*Stated exercise*.
Render every line of the data below as a numbered list, leaving out blank lines.

*Record excerpts*.
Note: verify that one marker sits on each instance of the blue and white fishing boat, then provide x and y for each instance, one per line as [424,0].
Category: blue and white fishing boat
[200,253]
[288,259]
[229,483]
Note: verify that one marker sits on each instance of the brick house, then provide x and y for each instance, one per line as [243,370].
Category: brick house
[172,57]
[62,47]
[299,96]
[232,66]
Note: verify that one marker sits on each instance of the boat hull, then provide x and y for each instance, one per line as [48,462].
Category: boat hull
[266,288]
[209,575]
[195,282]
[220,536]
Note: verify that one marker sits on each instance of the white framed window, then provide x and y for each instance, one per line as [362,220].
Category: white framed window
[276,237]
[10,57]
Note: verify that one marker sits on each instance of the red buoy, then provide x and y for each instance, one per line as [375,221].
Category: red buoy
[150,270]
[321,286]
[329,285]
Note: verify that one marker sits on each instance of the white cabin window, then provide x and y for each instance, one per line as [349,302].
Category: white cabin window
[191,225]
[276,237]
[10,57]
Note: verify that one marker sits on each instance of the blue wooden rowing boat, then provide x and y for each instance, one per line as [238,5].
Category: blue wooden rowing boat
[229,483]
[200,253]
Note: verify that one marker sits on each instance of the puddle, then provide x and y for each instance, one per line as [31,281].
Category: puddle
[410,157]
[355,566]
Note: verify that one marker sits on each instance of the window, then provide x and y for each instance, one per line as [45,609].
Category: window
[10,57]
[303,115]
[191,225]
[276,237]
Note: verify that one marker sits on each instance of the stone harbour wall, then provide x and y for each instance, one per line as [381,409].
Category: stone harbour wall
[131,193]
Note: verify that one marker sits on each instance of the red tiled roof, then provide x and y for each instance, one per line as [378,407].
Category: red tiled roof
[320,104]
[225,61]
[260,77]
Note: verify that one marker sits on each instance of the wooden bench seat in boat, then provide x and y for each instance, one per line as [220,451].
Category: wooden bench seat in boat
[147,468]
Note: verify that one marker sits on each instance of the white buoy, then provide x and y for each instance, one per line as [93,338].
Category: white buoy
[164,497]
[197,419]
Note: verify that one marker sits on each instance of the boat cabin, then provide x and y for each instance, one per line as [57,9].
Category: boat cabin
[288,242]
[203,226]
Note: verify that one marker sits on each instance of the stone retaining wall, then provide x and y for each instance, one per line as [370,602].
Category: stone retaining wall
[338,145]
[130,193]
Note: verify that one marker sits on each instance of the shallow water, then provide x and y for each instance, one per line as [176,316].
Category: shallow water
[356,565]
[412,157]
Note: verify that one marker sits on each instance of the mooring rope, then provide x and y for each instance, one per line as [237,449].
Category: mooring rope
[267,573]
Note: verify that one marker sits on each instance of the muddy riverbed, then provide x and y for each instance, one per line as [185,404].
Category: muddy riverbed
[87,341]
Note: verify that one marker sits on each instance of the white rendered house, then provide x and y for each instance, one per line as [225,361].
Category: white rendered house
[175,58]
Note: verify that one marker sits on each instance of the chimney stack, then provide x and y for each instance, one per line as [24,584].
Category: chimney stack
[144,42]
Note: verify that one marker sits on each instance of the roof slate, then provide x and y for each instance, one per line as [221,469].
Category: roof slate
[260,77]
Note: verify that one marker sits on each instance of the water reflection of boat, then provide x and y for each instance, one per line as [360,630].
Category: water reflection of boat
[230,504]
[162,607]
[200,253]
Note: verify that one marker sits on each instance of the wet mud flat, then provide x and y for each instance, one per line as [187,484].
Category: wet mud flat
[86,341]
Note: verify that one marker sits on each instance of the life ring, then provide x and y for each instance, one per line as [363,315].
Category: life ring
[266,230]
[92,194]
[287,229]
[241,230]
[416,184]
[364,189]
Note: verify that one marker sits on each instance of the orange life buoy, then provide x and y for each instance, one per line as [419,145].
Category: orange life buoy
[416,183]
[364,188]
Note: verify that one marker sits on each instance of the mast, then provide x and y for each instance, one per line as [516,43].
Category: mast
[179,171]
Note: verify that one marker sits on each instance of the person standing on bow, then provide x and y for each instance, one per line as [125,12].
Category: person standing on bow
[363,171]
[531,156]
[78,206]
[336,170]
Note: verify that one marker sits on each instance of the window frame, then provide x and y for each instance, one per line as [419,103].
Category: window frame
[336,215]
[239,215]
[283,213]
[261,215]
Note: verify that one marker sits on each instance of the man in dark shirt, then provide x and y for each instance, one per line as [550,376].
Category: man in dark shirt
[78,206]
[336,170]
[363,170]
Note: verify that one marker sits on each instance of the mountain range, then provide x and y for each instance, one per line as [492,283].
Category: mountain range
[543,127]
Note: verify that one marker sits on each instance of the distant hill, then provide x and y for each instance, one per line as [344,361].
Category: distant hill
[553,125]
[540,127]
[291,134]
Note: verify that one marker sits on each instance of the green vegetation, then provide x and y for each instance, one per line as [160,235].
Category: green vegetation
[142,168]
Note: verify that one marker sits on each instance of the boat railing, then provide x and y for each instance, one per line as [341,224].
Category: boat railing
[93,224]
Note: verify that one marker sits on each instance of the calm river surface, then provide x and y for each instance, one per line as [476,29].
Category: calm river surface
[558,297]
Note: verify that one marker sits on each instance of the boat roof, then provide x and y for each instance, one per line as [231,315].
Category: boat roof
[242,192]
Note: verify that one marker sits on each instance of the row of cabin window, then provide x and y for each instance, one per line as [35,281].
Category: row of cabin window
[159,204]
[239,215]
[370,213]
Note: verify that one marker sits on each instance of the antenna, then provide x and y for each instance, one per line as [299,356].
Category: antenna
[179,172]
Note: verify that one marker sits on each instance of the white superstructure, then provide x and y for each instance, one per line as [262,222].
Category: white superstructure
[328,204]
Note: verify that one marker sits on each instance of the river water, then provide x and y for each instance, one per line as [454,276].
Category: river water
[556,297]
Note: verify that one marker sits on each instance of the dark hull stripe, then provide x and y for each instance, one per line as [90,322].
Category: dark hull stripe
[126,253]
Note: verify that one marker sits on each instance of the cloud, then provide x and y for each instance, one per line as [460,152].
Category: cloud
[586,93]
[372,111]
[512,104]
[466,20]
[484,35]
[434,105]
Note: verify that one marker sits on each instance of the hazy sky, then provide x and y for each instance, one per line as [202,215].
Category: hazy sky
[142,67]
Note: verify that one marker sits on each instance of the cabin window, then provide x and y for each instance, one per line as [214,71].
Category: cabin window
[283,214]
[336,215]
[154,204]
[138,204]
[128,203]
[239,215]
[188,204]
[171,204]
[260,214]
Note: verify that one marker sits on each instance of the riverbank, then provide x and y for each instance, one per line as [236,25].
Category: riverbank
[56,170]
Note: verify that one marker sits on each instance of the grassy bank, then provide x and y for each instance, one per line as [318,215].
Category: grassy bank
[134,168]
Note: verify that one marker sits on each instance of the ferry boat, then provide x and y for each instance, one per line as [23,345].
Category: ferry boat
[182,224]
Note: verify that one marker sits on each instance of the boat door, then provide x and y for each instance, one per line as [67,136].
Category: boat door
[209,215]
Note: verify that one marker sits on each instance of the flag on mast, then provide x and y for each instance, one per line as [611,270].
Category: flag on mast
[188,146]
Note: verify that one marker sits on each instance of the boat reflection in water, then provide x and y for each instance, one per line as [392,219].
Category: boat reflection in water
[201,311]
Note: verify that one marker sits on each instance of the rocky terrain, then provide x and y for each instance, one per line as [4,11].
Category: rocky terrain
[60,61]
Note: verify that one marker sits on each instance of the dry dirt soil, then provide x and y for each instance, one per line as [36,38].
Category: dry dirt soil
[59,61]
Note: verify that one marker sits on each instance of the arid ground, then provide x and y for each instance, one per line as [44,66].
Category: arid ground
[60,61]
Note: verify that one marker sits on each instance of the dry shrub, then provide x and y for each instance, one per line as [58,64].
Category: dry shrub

*Result for this task*.
1. Note: verify that one marker sits on each instance of the blue and white fishing boat, then provide x and y for each instance, one per line as [424,0].
2. Category: blue and white fishing boat
3. [200,253]
4. [288,259]
5. [229,483]
6. Note: verify that one marker sits on each instance of the brick house, then provide x and y for each instance, one per line as [243,370].
7. Category: brick house
8. [172,57]
9. [62,47]
10. [299,96]
11. [232,66]
12. Note: verify that one marker sits on each instance of the boat hull, then provide x and y for each instance, one per line as [48,462].
13. Category: boat hull
14. [266,288]
15. [209,575]
16. [195,282]
17. [220,536]
18. Note: verify that one marker sits on each instance of the white framed window, then provide x and y for each instance, one per line as [362,220].
19. Category: white framed window
20. [276,237]
21. [10,57]
22. Note: verify that one marker sits on each instance of the red buoy, then provide x and y for each instance, one per line as [375,221].
23. Category: red buoy
24. [150,270]
25. [321,286]
26. [329,285]
27. Note: verify that one marker sits on each instance of the white cabin window, then provide x and y for each instance, one per line as [349,302].
28. Category: white cabin window
29. [191,225]
30. [276,237]
31. [10,57]
32. Note: verify that one marker sits on each instance of the blue wooden rowing boat, then provide x and y for each instance, one per line as [238,5].
33. Category: blue wooden rowing boat
34. [229,483]
35. [200,253]
36. Note: verify that one marker sits on each instance of the puddle, then provide x and y for each instance, one per line as [31,281].
37. Category: puddle
38. [410,157]
39. [355,566]
40. Note: verify that one marker sits on each instance of the window, then provide x and y for each instance, one per line as [45,609].
41. Category: window
42. [10,57]
43. [303,115]
44. [191,225]
45. [276,237]
46. Note: verify that one marker sits on each instance of the stone harbour wall, then provide x and y for each instance, one per line as [381,409].
47. Category: stone harbour wall
48. [131,193]
49. Note: verify that one marker sits on each instance of the red tiled roof, then provide x and y for each instance, one per line as [378,407].
50. Category: red tiled roof
51. [320,104]
52. [225,61]
53. [260,77]
54. Note: verify that one marker sits on each instance of the wooden bench seat in boat, then provide x and y for each instance, one per line as [220,451].
55. Category: wooden bench seat in boat
56. [147,468]
57. Note: verify that one marker sits on each instance of the white buoy, then provide x and y for each instance, one per line as [93,338].
58. Category: white buoy
59. [164,497]
60. [197,419]
61. Note: verify that one marker sits on each instance of the boat cabin, then provide x and y for each instance, one per line as [57,9].
62. Category: boat cabin
63. [288,242]
64. [203,226]
65. Note: verify that one marker sits on each instance of the stone retaining wall, then provide x and y for each instance, one per line as [370,602].
66. Category: stone retaining wall
67. [338,145]
68. [130,193]
69. Note: verify that one marker sits on each instance of the shallow water, then provide x and y for each instance, one per line as [176,316].
70. Category: shallow water
71. [356,565]
72. [412,157]
73. Note: verify that one marker sits on each instance of the mooring rope, then provide x and y for each instance, one per line as [237,449].
74. Category: mooring rope
75. [267,573]
76. Note: verify that one marker sits on each instance of the muddy riverbed, then provide x and y for each instance, one per line as [185,404].
77. Category: muddy riverbed
78. [87,341]
79. Note: verify that one marker sits on each instance of the white rendered house, then provide x and y for each instance, one per line as [225,361].
80. Category: white rendered house
81. [175,58]
82. Note: verify that one marker sits on each instance of the chimney stack, then provide x and y for each instance, one per line as [24,584].
83. Category: chimney stack
84. [144,42]
85. Note: verify that one marker sits on each instance of the roof slate, then provide x and y for each instance, one per line as [221,469].
86. Category: roof slate
87. [260,77]
88. Note: verify that one marker sits on each instance of the water reflection of boat, then provide x and y for each instance, one per line as [360,630].
89. Category: water reflection of boat
90. [230,504]
91. [162,607]
92. [200,253]
93. Note: verify that one marker sits on each instance of the wet mud flat, then provide x and y for each instance, one per line as [187,484].
94. Category: wet mud flat
95. [86,341]
96. Note: verify that one marker sits on each instance of the life ring, then provide x and y for each instance, one per line as [363,315].
97. Category: life ring
98. [266,230]
99. [92,194]
100. [287,229]
101. [241,230]
102. [416,184]
103. [364,189]
104. Note: verify that one marker sits on each instance of the orange life buoy, then provide x and y for each instance, one per line as [419,145].
105. Category: orange life buoy
106. [416,183]
107. [364,188]
108. Note: verify that one marker sits on each instance of the mast, then provide x and y for each instance, one per line as [516,43].
109. Category: mast
110. [179,171]
111. Note: verify that one marker sits on each instance of the person standing on bow, then provide x and y for each instance, one per line as [125,12].
112. Category: person standing on bow
113. [363,171]
114. [531,156]
115. [78,206]
116. [336,170]
117. Note: verify that one marker sits on each instance of the window frame, then provide x and y for each instance, one per line as [419,103].
118. Category: window frame
119. [336,215]
120. [239,215]
121. [283,213]
122. [261,215]
123. Note: verify that one marker sits on each instance of the man in dark shirt, then provide x and y for each instance, one per line as [550,376].
124. Category: man in dark shirt
125. [78,206]
126. [336,170]
127. [363,170]
128. Note: verify that one marker sits on each instance of the mountain range, then provide x and y for each instance, one per line as [492,283].
129. Category: mountain range
130. [543,127]
131. Note: verify that one marker sits on each instance of the distant hill, then provide x and y for each instance, one per line as [344,361].
132. Category: distant hill
133. [553,125]
134. [540,127]
135. [291,134]
136. Note: verify that one marker sits on each instance of the green vegetation, then provide x and y for each instance, one per line as [160,235].
137. Category: green vegetation
138. [142,168]
139. Note: verify that one marker sits on each instance of the boat railing, then provide x and y for each instance, one per line as [341,224].
140. Category: boat railing
141. [93,224]
142. Note: verify that one marker sits on each instance of the calm river surface, then provide x and y for each instance, one per line as [476,29].
143. Category: calm river surface
144. [558,297]
145. Note: verify that one marker sits on each instance of the boat roof, then provide x and y for each instance, one per line as [231,315].
146. Category: boat roof
147. [242,192]
148. Note: verify that one marker sits on each instance of the row of cabin window, then provide x and y for each instance, one per line as [35,281].
149. Category: row of cabin window
150. [159,204]
151. [239,215]
152. [370,213]
153. Note: verify that one marker sits on each instance of the antenna, then provide x and y for each instance, one per line as [299,356].
154. Category: antenna
155. [179,172]
156. Note: verify that one marker sits on each instance of the white superstructure, then provide x and y for each instance, one per line as [262,222].
157. Category: white superstructure
158. [328,204]
159. Note: verify that one marker sits on each instance of the river water, then provide x and y for each instance, one per line as [454,276].
160. Category: river water
161. [556,297]
162. Note: verify that one marker sits on each instance of the dark hull stripe, then provide x and y for each instance, one per line as [90,322].
163. Category: dark hull stripe
164. [126,253]
165. Note: verify that one marker sits on each instance of the cloud, then provide x and y for each instance, one per line as [460,152].
166. Category: cloud
167. [586,93]
168. [372,111]
169. [512,104]
170. [466,20]
171. [484,35]
172. [434,105]
173. Note: verify that one marker sits on each instance of the hazy sky, then provide x and y for each instance, one per line as [202,215].
174. Category: hazy sky
175. [142,67]
176. Note: verify that one marker sits on each instance of the cabin window, then provide x and y for each instance, one per line as [214,71].
177. Category: cabin window
178. [283,214]
179. [336,215]
180. [154,204]
181. [138,204]
182. [128,203]
183. [239,215]
184. [188,204]
185. [171,204]
186. [260,214]
187. Note: verify that one marker sits on each instance of the riverbank, then provide x and y for each instance, one per line as [236,25].
188. Category: riverbank
189. [56,170]
190. Note: verify that one marker sits on each instance of the grassy bank, then provide x and y for each instance, one per line as [318,215].
191. Category: grassy bank
192. [134,168]
193. Note: verify that one marker sits on each instance of the ferry boat, then provide x and y for each instance, one per line as [23,345].
194. Category: ferry boat
195. [182,224]
196. Note: verify that one marker sits on each instance of the boat door, then provide x and y for each instance, one per line as [67,136].
197. Category: boat door
198. [209,215]
199. Note: verify that one marker sits on each instance of the flag on mast, then provide x and y for each instance, one per line as [611,270].
200. Category: flag on mast
201. [188,146]
202. Note: verify that one marker sits on each instance of the boat reflection in water, then provide x and y for each instance, one per line as [392,219].
203. Category: boat reflection in water
204. [201,311]
205. Note: verify that one marker sits on each instance of the rocky terrain, then provide x and y for each instance, one per line as [4,11].
206. Category: rocky terrain
207. [60,61]
208. Note: verify that one marker sits on each instance of the dry dirt soil, then provide x and y for each instance, one per line as [36,38].
209. Category: dry dirt soil
210. [59,61]
211. Note: verify that one marker sits on each instance of the arid ground, then provide x and y for each instance, one per line as [44,66].
212. Category: arid ground
213. [60,61]
214. Note: verify that one marker sits on each instance of the dry shrub, then provide x and y for each instance, one per line as [58,64].
215. Category: dry shrub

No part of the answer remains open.